• **TEXT SECTION**:
BEGIN

His early paintings were executed in a naturalistic style, but in 1909, after a trip to Paris during which he was highly impressed by the works of the Faves and post impressionists, his paintings became more highly coloured and loosely organised. Around 1913 he began working on paintings that came to be considered the first totally abstract works in modern art; they made no reference to objects of the physical world and derived their inspiration and titles from music. In 1911, along with Franz Marc and other German expressionists, Kandinsky formed Der Blue Reiter (The Blue Rider) group (so called for Kandinsky's love of blue and Marc's love of horses). He produced both abstract and figurative works during this period, all of which were characterised by brilliant colours and complex patterns. By this time he was already "abstracting' from the image, using it as a creative springboard for his pioneering art.

Seeing a painting of his own, lying on its side on the easel one evening, he had been struck by its beauty, a beauty beyond what he saw when he set it upright. It was the liberated colour, the formal independence that so entranced him. He was a brilliant and persuasive man. Then, when already in his thirties, he decided to go to Munich in 1897 to study art.

Kandinsky's influence on the course of 20th - century art was further increased by his activities as a theorist and teacher. In 1912 he published 'Concerning the Spiritual in Art', the first theoretical treatise on abstraction, which spread his ideas through Europe. He also taught at the Moscow Academy of Fine Arts from 1918 to 1921 and at the Bauhaus in Dessau, Germany, from 1922 to 1933. After World War I (1914-1918), Kandinsky's abstractions became increasingly geometric in form, as he abandoned his earlier fluid style in favour of sharply etched outlines and clear patterns. Composition V No. 260, for instance, is composed solely of lines, circles, arcs, and other simple geometric forms.

In very late works such as Circle and Square, he refines this style into a more elegant, complex mode that resulted in beautifully balanced, jewel-like pictures. It was Kandinsky who found the "interior necessity', which alone could inspire true art, and was forcing him to leave behind the representational images. Kandinsky's work moved in a direction that was of much greater abstraction than that which was pioneered by the Impressionists. It was not long before his talent surpassed the constraints of art school and he began exploring his own ideas of painting - "I applied streaks and blobs of colour onto the canvas with a palette knife and I made them sing with all the intensity I could... ". Now considered to be the founder of abstract art, his work was exhibited throughout Europe from 1903 onwards, and often caused controversy among the public, the art critics, and his contemporaries.

END

• **THE TASKS**:
1. Reproduce the Kandinsky passage word for word from "Kandinsky's influence on" to "simple geometric forms.".
2. Resume the Kandinsky passage after its final sentence and keep writing.

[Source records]
BEGIN

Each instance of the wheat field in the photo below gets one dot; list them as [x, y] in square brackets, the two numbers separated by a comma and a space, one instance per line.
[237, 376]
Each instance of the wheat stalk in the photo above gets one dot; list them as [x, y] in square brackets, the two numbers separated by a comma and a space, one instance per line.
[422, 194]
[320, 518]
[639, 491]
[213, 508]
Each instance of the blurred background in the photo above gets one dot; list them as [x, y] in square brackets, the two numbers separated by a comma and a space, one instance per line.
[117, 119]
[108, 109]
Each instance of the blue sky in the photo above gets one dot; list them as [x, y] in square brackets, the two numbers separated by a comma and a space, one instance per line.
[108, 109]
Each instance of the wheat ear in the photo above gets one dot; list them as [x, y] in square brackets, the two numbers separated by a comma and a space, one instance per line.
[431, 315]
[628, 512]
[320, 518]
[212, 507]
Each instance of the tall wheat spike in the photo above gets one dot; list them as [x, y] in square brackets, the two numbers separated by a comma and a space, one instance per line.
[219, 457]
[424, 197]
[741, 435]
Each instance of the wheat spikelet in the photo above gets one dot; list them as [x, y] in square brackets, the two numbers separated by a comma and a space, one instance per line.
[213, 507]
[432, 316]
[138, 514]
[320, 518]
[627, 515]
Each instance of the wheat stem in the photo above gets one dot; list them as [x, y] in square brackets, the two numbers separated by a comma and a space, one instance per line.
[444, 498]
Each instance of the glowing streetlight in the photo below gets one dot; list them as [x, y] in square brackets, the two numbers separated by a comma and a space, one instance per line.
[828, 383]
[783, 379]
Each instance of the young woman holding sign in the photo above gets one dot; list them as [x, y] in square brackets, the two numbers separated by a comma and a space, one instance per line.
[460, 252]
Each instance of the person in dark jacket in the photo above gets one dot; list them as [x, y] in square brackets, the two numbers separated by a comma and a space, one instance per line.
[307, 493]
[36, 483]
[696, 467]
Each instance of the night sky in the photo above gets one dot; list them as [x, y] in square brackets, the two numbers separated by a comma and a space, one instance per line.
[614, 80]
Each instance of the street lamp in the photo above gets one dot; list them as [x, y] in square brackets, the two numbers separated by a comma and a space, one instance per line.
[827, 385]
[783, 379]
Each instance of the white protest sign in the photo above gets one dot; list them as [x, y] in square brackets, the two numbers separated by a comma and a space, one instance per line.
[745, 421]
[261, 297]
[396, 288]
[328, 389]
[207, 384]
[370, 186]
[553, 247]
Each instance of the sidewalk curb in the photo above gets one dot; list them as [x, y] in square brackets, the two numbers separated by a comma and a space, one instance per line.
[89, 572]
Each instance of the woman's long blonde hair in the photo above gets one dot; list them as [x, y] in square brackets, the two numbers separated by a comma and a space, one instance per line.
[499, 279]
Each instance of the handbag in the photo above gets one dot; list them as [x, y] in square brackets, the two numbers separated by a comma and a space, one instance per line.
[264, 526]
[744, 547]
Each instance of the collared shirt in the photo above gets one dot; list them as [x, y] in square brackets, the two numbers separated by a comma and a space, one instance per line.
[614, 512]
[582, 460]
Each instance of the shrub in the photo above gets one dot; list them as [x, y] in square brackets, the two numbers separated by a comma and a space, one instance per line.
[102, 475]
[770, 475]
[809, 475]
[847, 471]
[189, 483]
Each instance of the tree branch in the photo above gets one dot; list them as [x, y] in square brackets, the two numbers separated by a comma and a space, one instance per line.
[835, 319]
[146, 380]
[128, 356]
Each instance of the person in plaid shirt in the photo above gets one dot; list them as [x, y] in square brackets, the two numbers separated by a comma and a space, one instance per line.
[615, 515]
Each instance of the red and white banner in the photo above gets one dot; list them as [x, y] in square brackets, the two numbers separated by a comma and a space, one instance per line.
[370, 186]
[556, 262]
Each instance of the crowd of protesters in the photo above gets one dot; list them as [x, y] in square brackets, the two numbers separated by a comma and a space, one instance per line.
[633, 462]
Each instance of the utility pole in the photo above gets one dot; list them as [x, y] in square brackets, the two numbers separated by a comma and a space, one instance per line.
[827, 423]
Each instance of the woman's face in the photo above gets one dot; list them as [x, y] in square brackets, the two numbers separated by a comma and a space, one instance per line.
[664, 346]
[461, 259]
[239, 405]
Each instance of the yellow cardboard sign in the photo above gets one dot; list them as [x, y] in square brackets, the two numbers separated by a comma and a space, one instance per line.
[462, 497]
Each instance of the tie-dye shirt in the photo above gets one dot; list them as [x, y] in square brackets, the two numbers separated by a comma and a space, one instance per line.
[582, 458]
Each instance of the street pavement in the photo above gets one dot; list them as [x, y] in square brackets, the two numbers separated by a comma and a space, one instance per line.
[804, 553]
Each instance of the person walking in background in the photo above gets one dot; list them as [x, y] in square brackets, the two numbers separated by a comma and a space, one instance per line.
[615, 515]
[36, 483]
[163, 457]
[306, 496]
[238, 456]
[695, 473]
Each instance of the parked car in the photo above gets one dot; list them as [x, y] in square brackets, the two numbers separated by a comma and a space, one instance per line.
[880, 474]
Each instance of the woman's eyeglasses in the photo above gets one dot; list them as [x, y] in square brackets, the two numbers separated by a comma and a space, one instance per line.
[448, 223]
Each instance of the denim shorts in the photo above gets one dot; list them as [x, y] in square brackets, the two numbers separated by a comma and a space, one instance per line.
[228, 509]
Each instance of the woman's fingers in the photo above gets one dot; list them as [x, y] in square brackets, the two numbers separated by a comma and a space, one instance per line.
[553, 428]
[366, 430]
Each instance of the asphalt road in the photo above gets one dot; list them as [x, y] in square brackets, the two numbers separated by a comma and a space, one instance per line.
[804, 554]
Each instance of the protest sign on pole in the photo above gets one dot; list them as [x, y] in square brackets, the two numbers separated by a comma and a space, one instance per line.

END

• **RESPONSES TO THE EXERCISE**:
1.
Kandinsky's influence on the course of 20th - century art was further increased by his activities as a theorist and teacher. In 1912 he published 'Concerning the Spiritual in Art', the first theoretical treatise on abstraction, which spread his ideas through Europe. He also taught at the Moscow Academy of Fine Arts from 1918 to 1921 and at the Bauhaus in Dessau, Germany, from 1922 to 1933. After World War I (1914-1918), Kandinsky's abstractions became increasingly geometric in form, as he abandoned his earlier fluid style in favour of sharply etched outlines and clear patterns. Composition V No. 260, for instance, is composed solely of lines, circles, arcs, and other simple geometric forms.

2.
An active participant in several of the most influential and controversial art movements of the 20th century, among them the Blue Rider which he founded along with Franz Marc and the Bauhaus which also attracted Klee, Lionel Feininger (1871-1956), and Schonberg, Kandinsky continued to further express and define his form of art, both on canvas and in his theoretical writings. His reputation became firmly established in the United States through numerous exhibitions and his work was introduced to Solomon Guggenheim, who became one of his most enthusiastic supporters. Wassily Kandinsky was one of the most original and influential artists of the twentieth - century. His "inner necessity" to express his emotional perceptions led to the development of an abstract style of painting that was based on the non - representational properties of colour and form.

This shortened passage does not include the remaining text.